- **Exercise**
Please gather every line of the items below that contains the word "door" and copy each one out in full.

[Annotated coordinate records]
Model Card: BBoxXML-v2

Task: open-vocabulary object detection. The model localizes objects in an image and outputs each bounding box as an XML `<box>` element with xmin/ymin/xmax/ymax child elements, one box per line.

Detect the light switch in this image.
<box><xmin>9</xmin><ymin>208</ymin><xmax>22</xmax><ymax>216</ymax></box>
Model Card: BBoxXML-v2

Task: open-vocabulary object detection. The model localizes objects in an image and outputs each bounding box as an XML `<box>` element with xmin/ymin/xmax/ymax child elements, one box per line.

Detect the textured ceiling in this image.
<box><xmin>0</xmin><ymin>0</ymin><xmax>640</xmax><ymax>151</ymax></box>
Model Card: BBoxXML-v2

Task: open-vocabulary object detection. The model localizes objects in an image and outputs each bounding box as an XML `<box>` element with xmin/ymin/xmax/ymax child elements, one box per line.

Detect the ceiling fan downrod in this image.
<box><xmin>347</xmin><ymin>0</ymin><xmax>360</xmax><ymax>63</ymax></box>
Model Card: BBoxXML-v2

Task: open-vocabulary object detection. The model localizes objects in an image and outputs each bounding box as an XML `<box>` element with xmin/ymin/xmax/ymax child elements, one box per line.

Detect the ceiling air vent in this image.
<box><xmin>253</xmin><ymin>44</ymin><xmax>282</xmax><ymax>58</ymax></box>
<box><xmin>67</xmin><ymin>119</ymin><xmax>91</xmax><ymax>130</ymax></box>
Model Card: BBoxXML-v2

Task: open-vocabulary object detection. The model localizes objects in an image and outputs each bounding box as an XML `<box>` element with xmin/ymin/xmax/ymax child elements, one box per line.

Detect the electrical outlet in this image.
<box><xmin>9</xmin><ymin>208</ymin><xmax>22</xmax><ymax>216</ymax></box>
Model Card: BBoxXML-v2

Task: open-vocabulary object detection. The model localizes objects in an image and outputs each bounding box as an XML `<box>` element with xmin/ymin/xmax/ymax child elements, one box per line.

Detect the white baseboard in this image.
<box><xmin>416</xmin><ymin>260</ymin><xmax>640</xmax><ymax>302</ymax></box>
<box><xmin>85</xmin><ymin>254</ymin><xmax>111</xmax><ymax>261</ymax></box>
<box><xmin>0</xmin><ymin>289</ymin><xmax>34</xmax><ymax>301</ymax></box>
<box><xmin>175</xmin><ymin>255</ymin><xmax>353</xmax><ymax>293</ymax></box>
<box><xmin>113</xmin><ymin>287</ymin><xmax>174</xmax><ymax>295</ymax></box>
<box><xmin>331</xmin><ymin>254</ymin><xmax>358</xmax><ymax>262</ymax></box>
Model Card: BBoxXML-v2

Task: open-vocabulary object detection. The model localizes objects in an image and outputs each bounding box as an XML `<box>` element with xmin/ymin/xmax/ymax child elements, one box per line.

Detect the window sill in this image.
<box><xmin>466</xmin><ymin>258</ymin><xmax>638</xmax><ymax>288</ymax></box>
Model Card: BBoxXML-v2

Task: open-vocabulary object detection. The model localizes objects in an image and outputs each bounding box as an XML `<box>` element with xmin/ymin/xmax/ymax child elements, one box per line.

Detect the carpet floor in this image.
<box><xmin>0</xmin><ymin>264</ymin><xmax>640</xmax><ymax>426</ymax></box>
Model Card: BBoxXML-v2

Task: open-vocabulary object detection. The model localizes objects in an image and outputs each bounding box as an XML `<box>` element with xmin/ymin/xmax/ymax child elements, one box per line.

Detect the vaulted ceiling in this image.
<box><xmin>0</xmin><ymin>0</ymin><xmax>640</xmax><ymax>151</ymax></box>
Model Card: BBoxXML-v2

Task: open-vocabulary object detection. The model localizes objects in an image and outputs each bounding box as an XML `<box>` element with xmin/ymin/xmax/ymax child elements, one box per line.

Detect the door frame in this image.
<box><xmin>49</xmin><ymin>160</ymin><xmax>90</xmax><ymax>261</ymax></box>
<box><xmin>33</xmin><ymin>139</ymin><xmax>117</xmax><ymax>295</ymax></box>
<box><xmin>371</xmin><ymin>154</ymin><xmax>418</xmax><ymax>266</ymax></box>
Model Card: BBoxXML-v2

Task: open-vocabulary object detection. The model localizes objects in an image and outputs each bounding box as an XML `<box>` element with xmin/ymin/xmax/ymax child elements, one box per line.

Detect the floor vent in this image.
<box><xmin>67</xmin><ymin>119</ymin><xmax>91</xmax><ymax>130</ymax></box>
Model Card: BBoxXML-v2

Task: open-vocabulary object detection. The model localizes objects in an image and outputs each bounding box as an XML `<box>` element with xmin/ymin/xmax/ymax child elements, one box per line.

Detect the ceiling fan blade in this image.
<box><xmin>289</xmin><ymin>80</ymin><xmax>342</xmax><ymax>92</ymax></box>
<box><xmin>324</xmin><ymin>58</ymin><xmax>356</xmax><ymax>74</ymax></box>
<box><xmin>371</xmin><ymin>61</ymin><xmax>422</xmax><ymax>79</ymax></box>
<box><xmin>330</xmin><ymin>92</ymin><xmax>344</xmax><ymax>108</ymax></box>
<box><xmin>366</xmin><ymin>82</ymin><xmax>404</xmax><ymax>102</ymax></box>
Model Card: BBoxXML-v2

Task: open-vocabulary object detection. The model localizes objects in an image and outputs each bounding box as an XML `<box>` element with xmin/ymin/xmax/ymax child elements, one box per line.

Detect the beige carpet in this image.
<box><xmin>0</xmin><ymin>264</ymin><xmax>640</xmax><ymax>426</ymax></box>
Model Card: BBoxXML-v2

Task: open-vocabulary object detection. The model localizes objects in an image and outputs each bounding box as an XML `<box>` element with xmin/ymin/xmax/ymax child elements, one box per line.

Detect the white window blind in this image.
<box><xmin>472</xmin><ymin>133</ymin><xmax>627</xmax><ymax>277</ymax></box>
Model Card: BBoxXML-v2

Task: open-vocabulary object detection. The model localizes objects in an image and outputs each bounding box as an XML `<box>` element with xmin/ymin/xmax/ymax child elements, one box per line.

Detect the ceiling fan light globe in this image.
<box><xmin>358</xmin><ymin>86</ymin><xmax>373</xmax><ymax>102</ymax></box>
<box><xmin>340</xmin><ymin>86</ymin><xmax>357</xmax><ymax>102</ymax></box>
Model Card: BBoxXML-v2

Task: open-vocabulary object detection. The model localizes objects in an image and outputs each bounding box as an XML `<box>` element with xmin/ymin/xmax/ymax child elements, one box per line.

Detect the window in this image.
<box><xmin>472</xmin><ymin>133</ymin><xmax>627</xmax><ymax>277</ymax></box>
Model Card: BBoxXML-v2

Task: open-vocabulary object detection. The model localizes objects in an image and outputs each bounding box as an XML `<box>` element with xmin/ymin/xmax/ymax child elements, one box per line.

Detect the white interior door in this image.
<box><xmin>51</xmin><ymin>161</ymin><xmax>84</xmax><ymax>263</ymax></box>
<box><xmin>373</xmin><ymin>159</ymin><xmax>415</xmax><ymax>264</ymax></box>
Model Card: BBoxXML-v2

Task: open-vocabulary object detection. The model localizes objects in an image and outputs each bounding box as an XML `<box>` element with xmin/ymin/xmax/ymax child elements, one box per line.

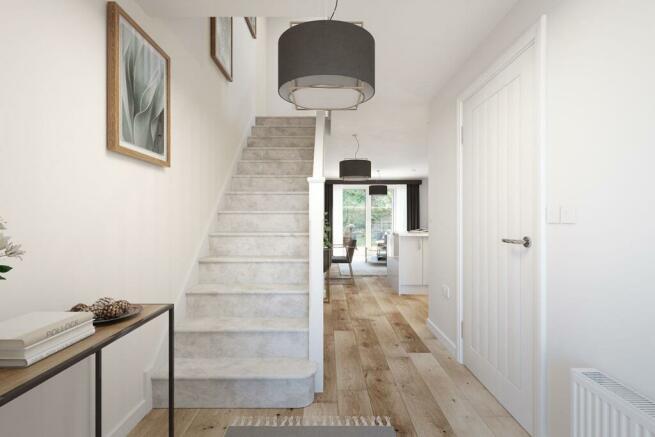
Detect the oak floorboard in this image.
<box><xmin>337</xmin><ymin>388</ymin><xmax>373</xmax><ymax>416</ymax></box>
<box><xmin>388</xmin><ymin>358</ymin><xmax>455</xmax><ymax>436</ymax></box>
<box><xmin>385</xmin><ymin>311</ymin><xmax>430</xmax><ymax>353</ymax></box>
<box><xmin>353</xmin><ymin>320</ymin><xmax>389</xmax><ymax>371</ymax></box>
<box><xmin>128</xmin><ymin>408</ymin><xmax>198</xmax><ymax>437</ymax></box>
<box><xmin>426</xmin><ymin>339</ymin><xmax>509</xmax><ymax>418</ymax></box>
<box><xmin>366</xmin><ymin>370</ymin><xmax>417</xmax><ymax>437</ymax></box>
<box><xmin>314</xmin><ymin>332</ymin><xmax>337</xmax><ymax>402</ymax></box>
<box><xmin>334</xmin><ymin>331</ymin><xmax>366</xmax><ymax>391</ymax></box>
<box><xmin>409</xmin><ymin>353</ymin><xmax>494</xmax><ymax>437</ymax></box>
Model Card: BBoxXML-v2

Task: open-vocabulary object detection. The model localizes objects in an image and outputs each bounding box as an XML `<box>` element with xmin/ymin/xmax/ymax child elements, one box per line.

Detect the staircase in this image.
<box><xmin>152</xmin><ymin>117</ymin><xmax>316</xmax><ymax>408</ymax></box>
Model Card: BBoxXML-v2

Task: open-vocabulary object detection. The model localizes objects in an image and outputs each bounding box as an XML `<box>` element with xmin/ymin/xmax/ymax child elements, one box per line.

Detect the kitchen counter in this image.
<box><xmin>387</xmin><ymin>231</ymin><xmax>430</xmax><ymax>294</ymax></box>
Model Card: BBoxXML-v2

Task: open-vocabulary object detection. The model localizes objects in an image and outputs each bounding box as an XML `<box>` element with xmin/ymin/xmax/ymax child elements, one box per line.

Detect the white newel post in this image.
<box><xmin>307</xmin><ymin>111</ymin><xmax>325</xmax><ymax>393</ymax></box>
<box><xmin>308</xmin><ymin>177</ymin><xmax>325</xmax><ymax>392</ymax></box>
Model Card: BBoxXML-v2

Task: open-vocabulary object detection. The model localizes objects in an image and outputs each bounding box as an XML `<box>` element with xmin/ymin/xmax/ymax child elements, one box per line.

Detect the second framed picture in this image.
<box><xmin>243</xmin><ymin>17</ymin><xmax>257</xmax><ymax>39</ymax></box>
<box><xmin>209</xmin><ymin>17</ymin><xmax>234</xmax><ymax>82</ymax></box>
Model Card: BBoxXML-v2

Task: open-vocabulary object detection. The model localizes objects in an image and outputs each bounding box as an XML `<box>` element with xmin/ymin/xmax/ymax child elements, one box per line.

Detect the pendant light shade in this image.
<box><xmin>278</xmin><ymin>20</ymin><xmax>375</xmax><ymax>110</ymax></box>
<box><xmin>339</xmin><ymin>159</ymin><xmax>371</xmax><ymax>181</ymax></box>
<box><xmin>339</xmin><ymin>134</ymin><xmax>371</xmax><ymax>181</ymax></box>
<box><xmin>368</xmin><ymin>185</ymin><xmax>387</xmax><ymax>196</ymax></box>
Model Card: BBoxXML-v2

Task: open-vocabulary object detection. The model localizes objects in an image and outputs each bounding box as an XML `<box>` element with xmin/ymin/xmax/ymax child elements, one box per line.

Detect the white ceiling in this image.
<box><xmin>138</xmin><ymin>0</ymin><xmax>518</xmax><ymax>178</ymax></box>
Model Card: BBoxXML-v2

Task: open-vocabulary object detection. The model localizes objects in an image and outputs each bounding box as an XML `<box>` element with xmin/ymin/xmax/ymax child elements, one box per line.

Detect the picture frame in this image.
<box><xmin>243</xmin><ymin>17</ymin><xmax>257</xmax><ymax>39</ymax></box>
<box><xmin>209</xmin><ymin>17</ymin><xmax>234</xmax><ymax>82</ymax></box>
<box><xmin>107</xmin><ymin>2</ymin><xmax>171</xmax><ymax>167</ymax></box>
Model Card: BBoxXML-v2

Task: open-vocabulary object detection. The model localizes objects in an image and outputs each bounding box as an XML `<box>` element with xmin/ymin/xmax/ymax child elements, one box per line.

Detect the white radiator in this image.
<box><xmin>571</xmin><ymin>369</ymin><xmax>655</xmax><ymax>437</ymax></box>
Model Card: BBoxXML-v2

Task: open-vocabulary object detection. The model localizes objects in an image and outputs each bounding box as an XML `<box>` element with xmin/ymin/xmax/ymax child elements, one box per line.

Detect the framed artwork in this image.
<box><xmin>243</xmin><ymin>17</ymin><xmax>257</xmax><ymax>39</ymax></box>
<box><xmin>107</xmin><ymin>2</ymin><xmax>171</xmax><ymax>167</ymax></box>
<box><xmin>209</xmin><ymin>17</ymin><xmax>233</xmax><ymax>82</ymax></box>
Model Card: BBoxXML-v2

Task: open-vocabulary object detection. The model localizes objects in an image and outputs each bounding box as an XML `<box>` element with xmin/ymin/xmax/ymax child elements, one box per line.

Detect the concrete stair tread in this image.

- **Answer to the exercise**
Detect the door frame in this image.
Detect the white interior door in this image.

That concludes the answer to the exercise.